**Required work:** Render the records below as a Markdown table with the columns Row and Line. Cover only the part from the line containing "Labeling instructions: Locate the wood" through the end of the records, both ends included, and leave out blank lines.

[Detection annotation records]
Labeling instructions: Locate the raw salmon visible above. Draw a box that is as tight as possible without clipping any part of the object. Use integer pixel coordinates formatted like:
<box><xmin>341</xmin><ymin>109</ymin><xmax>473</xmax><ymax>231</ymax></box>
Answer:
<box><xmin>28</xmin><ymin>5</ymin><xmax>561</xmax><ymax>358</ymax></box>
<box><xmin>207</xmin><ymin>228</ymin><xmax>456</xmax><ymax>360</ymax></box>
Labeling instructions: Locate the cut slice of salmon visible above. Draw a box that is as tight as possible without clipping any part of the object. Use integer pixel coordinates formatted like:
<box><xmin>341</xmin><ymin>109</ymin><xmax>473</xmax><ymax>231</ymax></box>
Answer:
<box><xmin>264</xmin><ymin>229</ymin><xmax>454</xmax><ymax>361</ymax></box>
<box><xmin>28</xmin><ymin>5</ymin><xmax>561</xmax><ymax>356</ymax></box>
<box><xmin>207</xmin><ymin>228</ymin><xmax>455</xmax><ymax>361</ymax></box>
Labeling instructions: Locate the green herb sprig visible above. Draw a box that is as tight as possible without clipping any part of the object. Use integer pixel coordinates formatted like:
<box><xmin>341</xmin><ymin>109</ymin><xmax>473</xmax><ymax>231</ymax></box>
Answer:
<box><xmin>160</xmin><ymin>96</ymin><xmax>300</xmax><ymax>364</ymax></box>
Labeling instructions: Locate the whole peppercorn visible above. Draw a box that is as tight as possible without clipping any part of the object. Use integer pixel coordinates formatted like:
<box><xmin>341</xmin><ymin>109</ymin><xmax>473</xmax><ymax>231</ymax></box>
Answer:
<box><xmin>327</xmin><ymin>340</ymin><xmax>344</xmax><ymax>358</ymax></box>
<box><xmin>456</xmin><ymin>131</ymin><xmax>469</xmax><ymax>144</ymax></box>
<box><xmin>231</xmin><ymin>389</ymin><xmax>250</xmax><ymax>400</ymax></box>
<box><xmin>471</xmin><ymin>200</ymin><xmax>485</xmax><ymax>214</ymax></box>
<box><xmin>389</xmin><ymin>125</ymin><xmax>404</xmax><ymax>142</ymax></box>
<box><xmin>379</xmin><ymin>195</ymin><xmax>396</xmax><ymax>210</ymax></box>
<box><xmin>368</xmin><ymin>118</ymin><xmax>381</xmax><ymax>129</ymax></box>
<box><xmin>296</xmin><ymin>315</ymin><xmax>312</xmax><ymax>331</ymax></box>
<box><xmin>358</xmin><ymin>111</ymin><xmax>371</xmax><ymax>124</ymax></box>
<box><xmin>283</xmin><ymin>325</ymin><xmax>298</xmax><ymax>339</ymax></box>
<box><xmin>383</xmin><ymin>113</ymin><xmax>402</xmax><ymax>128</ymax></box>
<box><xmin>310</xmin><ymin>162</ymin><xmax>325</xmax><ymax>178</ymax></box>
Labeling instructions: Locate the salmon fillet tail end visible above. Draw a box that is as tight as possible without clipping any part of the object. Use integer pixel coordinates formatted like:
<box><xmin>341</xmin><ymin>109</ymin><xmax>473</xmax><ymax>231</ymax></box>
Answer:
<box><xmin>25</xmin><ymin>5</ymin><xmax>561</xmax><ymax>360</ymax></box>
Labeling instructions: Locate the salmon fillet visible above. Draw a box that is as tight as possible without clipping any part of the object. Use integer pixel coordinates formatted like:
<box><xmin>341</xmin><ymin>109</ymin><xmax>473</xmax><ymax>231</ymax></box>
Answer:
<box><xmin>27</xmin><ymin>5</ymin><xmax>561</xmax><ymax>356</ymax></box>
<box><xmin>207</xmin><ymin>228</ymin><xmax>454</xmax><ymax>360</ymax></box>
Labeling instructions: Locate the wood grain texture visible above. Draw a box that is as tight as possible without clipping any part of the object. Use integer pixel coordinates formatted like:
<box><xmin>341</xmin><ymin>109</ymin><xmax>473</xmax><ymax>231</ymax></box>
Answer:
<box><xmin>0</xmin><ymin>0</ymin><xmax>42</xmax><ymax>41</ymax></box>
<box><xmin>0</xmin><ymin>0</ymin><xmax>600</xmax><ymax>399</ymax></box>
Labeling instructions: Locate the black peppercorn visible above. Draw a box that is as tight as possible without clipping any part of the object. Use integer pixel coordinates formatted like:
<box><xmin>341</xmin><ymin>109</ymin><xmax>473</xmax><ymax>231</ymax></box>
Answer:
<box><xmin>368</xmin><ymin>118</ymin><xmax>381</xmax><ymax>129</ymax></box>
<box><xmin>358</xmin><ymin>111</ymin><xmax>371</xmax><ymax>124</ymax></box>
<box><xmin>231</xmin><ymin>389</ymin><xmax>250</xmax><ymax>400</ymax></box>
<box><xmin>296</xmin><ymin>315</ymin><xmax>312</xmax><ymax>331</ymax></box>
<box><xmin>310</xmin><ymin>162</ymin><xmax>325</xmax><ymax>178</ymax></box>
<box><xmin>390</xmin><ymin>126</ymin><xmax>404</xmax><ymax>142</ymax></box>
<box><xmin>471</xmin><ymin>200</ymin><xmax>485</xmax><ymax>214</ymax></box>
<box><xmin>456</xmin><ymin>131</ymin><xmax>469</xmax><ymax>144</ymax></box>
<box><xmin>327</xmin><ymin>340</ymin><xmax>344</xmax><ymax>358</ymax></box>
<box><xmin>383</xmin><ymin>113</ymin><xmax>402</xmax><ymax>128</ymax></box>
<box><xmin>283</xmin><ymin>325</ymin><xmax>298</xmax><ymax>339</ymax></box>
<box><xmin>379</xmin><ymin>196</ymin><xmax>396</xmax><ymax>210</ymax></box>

**The solution:**
| Row | Line |
|---|---|
| 1 | Labeling instructions: Locate the wood grain texture visible above. Draw a box that is as tight as possible without clipping any part of the object. Use integer pixel coordinates formatted like: |
| 2 | <box><xmin>341</xmin><ymin>109</ymin><xmax>473</xmax><ymax>231</ymax></box> |
| 3 | Answer: |
| 4 | <box><xmin>0</xmin><ymin>0</ymin><xmax>42</xmax><ymax>41</ymax></box> |
| 5 | <box><xmin>0</xmin><ymin>0</ymin><xmax>600</xmax><ymax>399</ymax></box> |
| 6 | Labeling instructions: Locate the black peppercorn visible above. Draw a box that is as tight as possible without clipping any part of the object. Use integer pixel coordinates formatted like: |
| 7 | <box><xmin>341</xmin><ymin>109</ymin><xmax>473</xmax><ymax>231</ymax></box> |
| 8 | Answer: |
| 9 | <box><xmin>368</xmin><ymin>118</ymin><xmax>381</xmax><ymax>129</ymax></box> |
| 10 | <box><xmin>358</xmin><ymin>111</ymin><xmax>371</xmax><ymax>124</ymax></box> |
| 11 | <box><xmin>231</xmin><ymin>389</ymin><xmax>250</xmax><ymax>400</ymax></box> |
| 12 | <box><xmin>296</xmin><ymin>315</ymin><xmax>312</xmax><ymax>331</ymax></box> |
| 13 | <box><xmin>310</xmin><ymin>162</ymin><xmax>325</xmax><ymax>178</ymax></box> |
| 14 | <box><xmin>390</xmin><ymin>126</ymin><xmax>404</xmax><ymax>142</ymax></box> |
| 15 | <box><xmin>471</xmin><ymin>200</ymin><xmax>485</xmax><ymax>214</ymax></box> |
| 16 | <box><xmin>456</xmin><ymin>131</ymin><xmax>469</xmax><ymax>144</ymax></box> |
| 17 | <box><xmin>327</xmin><ymin>340</ymin><xmax>344</xmax><ymax>358</ymax></box> |
| 18 | <box><xmin>383</xmin><ymin>113</ymin><xmax>402</xmax><ymax>128</ymax></box> |
| 19 | <box><xmin>283</xmin><ymin>325</ymin><xmax>298</xmax><ymax>339</ymax></box> |
| 20 | <box><xmin>379</xmin><ymin>196</ymin><xmax>396</xmax><ymax>210</ymax></box> |